ASSIGNMENT:
Would you restate all the entries exactly, leaving nothing out?

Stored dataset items
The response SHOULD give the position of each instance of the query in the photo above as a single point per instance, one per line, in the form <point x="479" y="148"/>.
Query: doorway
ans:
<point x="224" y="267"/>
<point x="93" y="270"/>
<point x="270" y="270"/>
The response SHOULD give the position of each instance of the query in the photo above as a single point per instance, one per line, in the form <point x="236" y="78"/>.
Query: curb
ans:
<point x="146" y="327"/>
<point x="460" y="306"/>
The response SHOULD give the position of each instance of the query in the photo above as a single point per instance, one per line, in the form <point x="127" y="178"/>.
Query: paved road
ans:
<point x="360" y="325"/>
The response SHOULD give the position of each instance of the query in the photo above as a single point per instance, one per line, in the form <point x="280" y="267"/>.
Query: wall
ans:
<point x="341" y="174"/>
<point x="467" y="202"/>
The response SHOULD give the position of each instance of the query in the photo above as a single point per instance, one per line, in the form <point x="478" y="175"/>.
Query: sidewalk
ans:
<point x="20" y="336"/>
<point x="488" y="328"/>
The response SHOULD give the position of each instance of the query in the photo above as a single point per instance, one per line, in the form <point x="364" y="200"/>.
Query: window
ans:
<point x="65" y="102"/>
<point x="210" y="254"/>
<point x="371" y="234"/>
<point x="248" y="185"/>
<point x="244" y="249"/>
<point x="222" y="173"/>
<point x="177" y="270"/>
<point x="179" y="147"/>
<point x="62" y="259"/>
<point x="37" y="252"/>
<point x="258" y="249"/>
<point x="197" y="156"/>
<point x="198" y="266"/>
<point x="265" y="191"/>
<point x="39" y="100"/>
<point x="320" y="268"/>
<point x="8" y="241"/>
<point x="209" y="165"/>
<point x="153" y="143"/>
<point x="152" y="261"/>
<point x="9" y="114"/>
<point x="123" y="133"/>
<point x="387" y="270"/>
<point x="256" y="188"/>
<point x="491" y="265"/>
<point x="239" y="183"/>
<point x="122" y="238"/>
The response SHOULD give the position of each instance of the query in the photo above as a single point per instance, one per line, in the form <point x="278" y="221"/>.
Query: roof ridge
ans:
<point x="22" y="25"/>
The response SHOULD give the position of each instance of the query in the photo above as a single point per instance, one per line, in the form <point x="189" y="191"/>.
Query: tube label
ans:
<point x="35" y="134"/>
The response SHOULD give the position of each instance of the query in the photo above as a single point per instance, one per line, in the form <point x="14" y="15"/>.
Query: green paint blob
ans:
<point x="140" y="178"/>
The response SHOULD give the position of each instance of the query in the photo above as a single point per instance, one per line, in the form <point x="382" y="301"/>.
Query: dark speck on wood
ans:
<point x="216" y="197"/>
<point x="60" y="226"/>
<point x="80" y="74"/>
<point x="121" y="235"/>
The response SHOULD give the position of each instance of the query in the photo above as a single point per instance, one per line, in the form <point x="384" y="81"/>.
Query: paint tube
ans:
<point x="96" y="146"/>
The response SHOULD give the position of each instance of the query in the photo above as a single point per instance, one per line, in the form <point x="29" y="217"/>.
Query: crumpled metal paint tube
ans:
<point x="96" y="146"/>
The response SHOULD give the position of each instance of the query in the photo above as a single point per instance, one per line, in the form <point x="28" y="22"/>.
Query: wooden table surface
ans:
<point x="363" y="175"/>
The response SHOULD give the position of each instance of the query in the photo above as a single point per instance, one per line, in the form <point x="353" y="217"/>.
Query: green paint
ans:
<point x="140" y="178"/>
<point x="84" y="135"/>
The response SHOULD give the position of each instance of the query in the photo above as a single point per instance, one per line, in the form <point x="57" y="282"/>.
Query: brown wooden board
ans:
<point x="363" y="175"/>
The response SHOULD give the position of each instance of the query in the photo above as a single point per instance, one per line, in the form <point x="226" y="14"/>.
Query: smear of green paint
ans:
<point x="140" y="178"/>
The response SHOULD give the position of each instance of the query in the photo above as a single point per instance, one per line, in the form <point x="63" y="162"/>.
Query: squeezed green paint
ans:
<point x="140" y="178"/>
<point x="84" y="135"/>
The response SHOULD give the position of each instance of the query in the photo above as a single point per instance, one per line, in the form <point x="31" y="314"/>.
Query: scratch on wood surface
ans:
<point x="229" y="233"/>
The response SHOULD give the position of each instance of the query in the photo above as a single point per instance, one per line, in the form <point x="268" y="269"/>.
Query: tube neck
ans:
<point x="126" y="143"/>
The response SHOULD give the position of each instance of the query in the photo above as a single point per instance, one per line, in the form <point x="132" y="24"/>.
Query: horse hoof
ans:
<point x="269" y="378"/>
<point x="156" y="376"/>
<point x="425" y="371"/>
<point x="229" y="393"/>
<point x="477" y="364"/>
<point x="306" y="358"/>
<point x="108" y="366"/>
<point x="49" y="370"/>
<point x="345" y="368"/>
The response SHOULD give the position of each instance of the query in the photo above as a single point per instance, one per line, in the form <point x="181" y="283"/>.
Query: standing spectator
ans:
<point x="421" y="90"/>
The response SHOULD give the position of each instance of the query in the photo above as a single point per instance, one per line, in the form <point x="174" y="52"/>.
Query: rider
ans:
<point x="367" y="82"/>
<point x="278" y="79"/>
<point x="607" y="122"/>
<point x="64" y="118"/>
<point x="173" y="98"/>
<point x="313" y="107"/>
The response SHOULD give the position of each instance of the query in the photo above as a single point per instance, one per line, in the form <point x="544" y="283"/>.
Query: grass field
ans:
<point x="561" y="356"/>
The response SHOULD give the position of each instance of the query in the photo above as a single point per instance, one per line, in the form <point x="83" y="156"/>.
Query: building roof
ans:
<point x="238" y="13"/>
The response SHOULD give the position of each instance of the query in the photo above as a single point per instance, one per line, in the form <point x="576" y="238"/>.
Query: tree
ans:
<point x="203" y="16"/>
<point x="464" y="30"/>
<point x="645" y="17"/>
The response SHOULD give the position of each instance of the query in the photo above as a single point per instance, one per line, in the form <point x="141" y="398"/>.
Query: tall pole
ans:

SOLUTION:
The response SHOULD give the position of each instance of the query in the photo above as a single point per instance, one per line, in the form <point x="479" y="148"/>.
Query: doorway
ans:
<point x="224" y="267"/>
<point x="93" y="270"/>
<point x="270" y="270"/>
The response SHOULD give the position of each instance of the query in the photo above as a single point per instance, one per line, in the form <point x="236" y="78"/>.
Query: curb
ans:
<point x="146" y="327"/>
<point x="460" y="306"/>
The response SHOULD give the position of each instance of the query in the photo above as a single point per instance, one per line, in the form <point x="127" y="178"/>.
Query: paved road
ans:
<point x="360" y="325"/>
The response SHOULD give the position of each instance of the query in the photo above as a single point per instance, one per line, in the form <point x="280" y="267"/>.
Query: wall
ans:
<point x="341" y="174"/>
<point x="467" y="202"/>
The response SHOULD give the position of each instance of the query in the photo above as a single point per instance, one per line, in the form <point x="478" y="175"/>.
Query: sidewalk
ans:
<point x="20" y="336"/>
<point x="488" y="328"/>
The response SHOULD give the position of each instance of the query in the photo above as a single point per instance, one per line, in the form <point x="364" y="200"/>.
Query: window
ans:
<point x="65" y="102"/>
<point x="210" y="254"/>
<point x="371" y="234"/>
<point x="248" y="185"/>
<point x="244" y="249"/>
<point x="222" y="173"/>
<point x="177" y="270"/>
<point x="179" y="147"/>
<point x="62" y="259"/>
<point x="37" y="252"/>
<point x="258" y="249"/>
<point x="197" y="156"/>
<point x="198" y="266"/>
<point x="265" y="191"/>
<point x="39" y="100"/>
<point x="320" y="268"/>
<point x="8" y="241"/>
<point x="209" y="165"/>
<point x="153" y="143"/>
<point x="152" y="261"/>
<point x="9" y="114"/>
<point x="123" y="133"/>
<point x="387" y="270"/>
<point x="256" y="188"/>
<point x="491" y="265"/>
<point x="239" y="183"/>
<point x="122" y="238"/>
The response SHOULD give the position of each instance of the query in the photo above as a single point per instance, one per line, in the form <point x="278" y="221"/>.
Query: roof ridge
ans:
<point x="22" y="25"/>
The response SHOULD give the position of each instance of the query in the photo above as a single point per instance, one per line, in the form <point x="189" y="191"/>.
Query: tube label
ans:
<point x="35" y="134"/>
The response SHOULD give the position of each instance of the query in the photo above as a single point per instance, one per line, in the form <point x="14" y="15"/>.
Query: green paint blob
ans:
<point x="140" y="178"/>
The response SHOULD give the position of each instance of the query in the photo above as a single point per instance, one per line, in the form <point x="382" y="301"/>.
Query: dark speck on wood
ans:
<point x="216" y="197"/>
<point x="60" y="226"/>
<point x="80" y="74"/>
<point x="121" y="235"/>
The response SHOULD give the position of each instance of the query in the photo above as a single point per instance, one per line, in the form <point x="384" y="81"/>.
Query: paint tube
ans:
<point x="96" y="146"/>
The response SHOULD give the position of each instance of the query in the photo above as a single point per instance, one per line, in the form <point x="29" y="217"/>.
Query: crumpled metal paint tube
ans:
<point x="96" y="146"/>
The response SHOULD give the position of each instance of the query in the photo above as a single point per instance, one per line, in the form <point x="28" y="22"/>.
Query: wooden table surface
ans:
<point x="363" y="175"/>
The response SHOULD give the position of each instance of the query in the photo above as a single point per instance, one per line, in the form <point x="353" y="217"/>.
Query: green paint
ans:
<point x="140" y="178"/>
<point x="84" y="135"/>
The response SHOULD give the position of each instance of the query in the photo above as a single point per instance, one per line, in the form <point x="57" y="282"/>.
Query: brown wooden board
ans:
<point x="363" y="175"/>
The response SHOULD give the position of each instance of the query in the photo above as a single point per instance, one per line, in the form <point x="226" y="14"/>.
Query: smear of green paint
ans:
<point x="140" y="178"/>
The response SHOULD give the position of each instance of the query in the photo above as a single point per instance, one per line, in the form <point x="63" y="162"/>.
Query: squeezed green paint
ans:
<point x="140" y="178"/>
<point x="84" y="135"/>
The response SHOULD give the position of each instance of the query in the photo above as a single point per instance, one per line, in the form <point x="31" y="314"/>.
Query: scratch on wood surface
ans:
<point x="229" y="233"/>
The response SHOULD give the position of each instance of the query in the photo above as a single point per instance, one per line, in the form <point x="268" y="269"/>.
Query: tube neck
ans:
<point x="126" y="143"/>
The response SHOULD give the position of each instance of the query in the photo above as a single point per instance, one per line, in the form <point x="132" y="24"/>.
Query: horse hoof
ans:
<point x="269" y="378"/>
<point x="156" y="376"/>
<point x="425" y="371"/>
<point x="229" y="393"/>
<point x="477" y="364"/>
<point x="306" y="358"/>
<point x="108" y="366"/>
<point x="49" y="370"/>
<point x="345" y="368"/>
The response SHOULD give the position of each instance of the query in the photo above as a single point per instance, one per line, in the form <point x="181" y="283"/>.
Query: standing spectator
ans:
<point x="421" y="90"/>
The response SHOULD give the position of each instance of the query in the photo above as a single point per instance, one per line, in the form <point x="174" y="52"/>.
Query: rider
ans:
<point x="367" y="82"/>
<point x="278" y="79"/>
<point x="607" y="122"/>
<point x="64" y="118"/>
<point x="173" y="98"/>
<point x="313" y="107"/>
The response SHOULD give the position of each instance of the query in the photo above as a single point per instance, one per line, in the form <point x="544" y="283"/>.
Query: grass field
ans:
<point x="561" y="356"/>
The response SHOULD give the position of each instance of the query in the photo above as a single point per instance, one per line, in the form <point x="83" y="156"/>.
Query: building roof
ans:
<point x="238" y="13"/>
The response SHOULD give the position of each instance of the query in the photo above as a single point per instance, one per line, in the form <point x="576" y="238"/>.
Query: tree
ans:
<point x="203" y="16"/>
<point x="464" y="30"/>
<point x="645" y="17"/>
The response SHOULD give the position of each instance of the query in the photo above as a single point per instance, one per line, in the form <point x="141" y="398"/>.
Query: tall pole
ans:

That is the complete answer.